Given passage.
============
Melita Westerlund gives shape to fantastic visions
Stop by Bar Harbor artist Melita Westerlund’s warehouse studio and you will find her wearing industrial protective gear and wielding industrial power tools. The final results of her work are far from industrial, though.
Westerlund’s bright abstract sculptures in aluminum, steel, bronze, and stone, occasionally combined with woodwork, range in style from voluptuous to precisely linear, and in size from tabletop pieces to room-sized public commissions and kinetic works for indoor and outdoor sites. She periodically shifts gears to create hand-cast paper or three-dimensional fiber art pulped and dyed to work like clay. Her motifs are reminiscent, in turn, of Henri Matisse’s paper cutouts, Alberto Giacometti’s attenuated sculptures, and African tribal masks—bursts of color and celebrations of free-flowing forms.
When she creates one of her signature aluminum sculptures she gears up in steel-toed boots, canvas jacket and pants, leather gloves, and a welder’s helmet and ear protectors layered over a knitted Lapp cap whose patterns reflect her native Finnish love of color. And she wields a powered metal saw that can screech through thick aluminum sheets.
As piles of metal filings accumulate on the floor, she cuts sinuous shapes—like petals, or folds of flesh, or giant mushrooms. Recently she was working on a six-foot sculpture. Strategically flexed, hole-punched, bolted, and painted in “park green” and “ocean blue,” the work manifested Westerlund’s twin drives to struggle with the elements of sculpture and transform them organically into bold constructions that are surprising and playful—“a little bit crazy and a little bit passionate,” she said.
“There’s something about the tension in physical involvement,” she said. “I like struggling with the elements, struggling to hold different things together.”
For more than two decades, Westerlund has worked in a studio in an enormous 19th century brick warehouse that was once an electric power plant. The cavernous space is packed wall-to-ceiling with hand tools, power equipment, raw sheets of metal, palettes of fiber, buckets of dye, paints, finishes, come-alongs, welding masks, fire extinguishers, clamps, fastenings, stacks of lumber, and artwork in various stages of completion.
One of her favorite tools is a plasma cutter.
“It burns into steel and creates these very linear forms,” she said. “It’s like drawing in steel.”
Westerlund’s sensibility is rooted in the traditional arts of her native Finland and extended stays in Kenya. But her lively repertoire is muscular, a take-no-prisoners approach that molds materials to a fantastical vision.
============
Provided information.
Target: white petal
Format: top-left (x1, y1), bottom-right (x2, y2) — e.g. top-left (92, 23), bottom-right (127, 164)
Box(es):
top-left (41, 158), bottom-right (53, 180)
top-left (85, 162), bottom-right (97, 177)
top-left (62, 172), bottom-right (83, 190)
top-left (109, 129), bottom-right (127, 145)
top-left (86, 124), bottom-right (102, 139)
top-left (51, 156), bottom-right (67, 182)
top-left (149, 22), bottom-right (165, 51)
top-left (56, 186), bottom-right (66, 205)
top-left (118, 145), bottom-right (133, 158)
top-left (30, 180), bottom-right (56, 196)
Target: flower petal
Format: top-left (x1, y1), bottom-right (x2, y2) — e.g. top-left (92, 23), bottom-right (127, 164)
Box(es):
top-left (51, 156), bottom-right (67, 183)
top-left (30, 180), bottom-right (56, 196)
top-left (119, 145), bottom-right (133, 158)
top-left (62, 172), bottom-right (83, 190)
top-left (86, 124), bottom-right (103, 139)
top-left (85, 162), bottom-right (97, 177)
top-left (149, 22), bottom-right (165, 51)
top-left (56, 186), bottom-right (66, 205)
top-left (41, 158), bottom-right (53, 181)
============
Parts of the exercise.
**A.** Based on the article about Melita Westerlund, say yes or no to each statement and quote the words of the article that decide it. (i) Westerlund's studio is in a building that was once an electric power plant. (ii) Westerlund has worked in her studio for less than ten years. (iii) A plasma cutter is one of Westerlund's favorite tools.
**B.** In the article about Melita Westerlund, what does she wear beneath her welder's helmet and ear protectors?
**C.** Write out the article about Melita Westerlund from "Melita Westerlund gives" up to and including "of free-flowing forms.", putting "heavy-duty" in place of every "industrial".

Task answers.
**A.**
(i) Yes: "an enormous 19th century brick warehouse that was once an electric power plant"
(ii) No: "For more than two decades, Westerlund has worked in a studio"
(iii) Yes: "One of her favorite tools is a plasma cutter."

**B.** A knitted Lapp cap, whose patterns reflect her native Finnish love of color.

**C.**
Melita Westerlund gives shape to fantastic visions
Stop by Bar Harbor artist Melita Westerlund’s warehouse studio and you will find her wearing heavy-duty protective gear and wielding heavy-duty power tools. The final results of her work are far from heavy-duty, though.
Westerlund’s bright abstract sculptures in aluminum, steel, bronze, and stone, occasionally combined with woodwork, range in style from voluptuous to precisely linear, and in size from tabletop pieces to room-sized public commissions and kinetic works for indoor and outdoor sites. She periodically shifts gears to create hand-cast paper or three-dimensional fiber art pulped and dyed to work like clay. Her motifs are reminiscent, in turn, of Henri Matisse’s paper cutouts, Alberto Giacometti’s attenuated sculptures, and African tribal masks—bursts of color and celebrations of free-flowing forms.